--- TEXT BLOCK ---

GB2397643A

GB2397643A - A combustion chamber burner including a corrugated burner outlet

Info

Publication number: GB2397643A
Application number: GB0228320A
Authority: GB
Inventors: Christian Oliver Paschereit; Ephraim J Gutmark
Original assignee: Alstom Technology AG; Alstom SA
Current assignee: General Electric Technology GmbH
Priority date: 2002-12-04
Filing date: 2002-12-04
Publication date: 2004-07-28
Also published as: DE10355930A1; GB0228320D0; US20050100846A1

Abstract

A burner 1 has an outlet 10 connected to a combustion chamber 9. The inner surface of the outlet is provided with corrugations 11 to produce axial vorticity in the region of the burner outlet. The outlet may be in the form of a nozzle, and the corrugations may be in the form of lobes, or a cross section that is rectangular or triangular in form. An elongated area 12 may be defined between the lobes. The corrugations may extend over at least 20% of a mixing section of the burner, and may be defined by a length and depth ratio which may range from 1:1 to 10: 1.

Description

A Burner The present invention relates to a burner for generating a hot

gas, and in particular to a pre-mix burner connectable to a combustion chamber.

Many gas burners rely on swirling to produce efficient mixing of reactants. However, interaction between the complex flow patterns within the swirling fluid and acoustic resonant modes in the combustion chamber can lead to undesired thermoacoustic pulsations or vibrations. These pulsations are associated with coherent vertical flows in the combustion chamber. The vertical flows introduce periodicity into the mixing process, which may lead to periodic heat release and resonant coupling with the combustor acoustic resonant modes. Vortical mixing of the reactants also tends to be limited to large scale mixing with the result that mixing in regions between vortices in the vertical flow tends to be poor.

--- MATERIAL PROVIDED ---

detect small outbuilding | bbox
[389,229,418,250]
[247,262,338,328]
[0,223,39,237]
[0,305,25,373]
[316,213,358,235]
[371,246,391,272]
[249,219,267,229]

--- WRITTEN PROBLEM 1 ---
In the burner patent text, over how much of the burner's mixing section can the corrugations extend?
--- WRITTEN PROBLEM 2 ---
Write the next few sentences of the burner patent description, starting right after its last sentence.

--- OUTPUT 1 ---
At least 20% of the mixing section.

--- OUTPUT 2 ---
Therrnoacoustic vibrations are problematic in combustion processes, since they can lead to high-amplitude pressure fluctuations, as well as to a limitation in the operating range of the burner in question and to increased emissions from the burner. Many combustion chambers do not possess adequate acoustic damping to account for such thermoacoustic vibrations.

In conventional combustion chambers, the cooling air flowing into the combustion chamber acts to dampen noise and therefore contributes to the damping of thermoacoustic vibrations. However, in modern gas turbines, an increasing proportion of the cooling air is passed through the burner itself in order to achieve low emissions.

The cooling air flow within the combustion chamber is thus reduced, resulting in reduced damping of the thermoacoustic vibrations in the chamber.

Another method of damping is the coupling of Helmholtz dampers in the combustion chamber, preferably in the region of the combustion chamber dome or in the region of the cold air supply. However, such dampers require a considerable amount of space in order to allow them to be accommodated in the combustion chamber. Since modern combustion chambers tend to be relatively compact, it is usually impossible to incorporate Helmholtz dampers in the combustion chamber without substantial re- design of the chamber.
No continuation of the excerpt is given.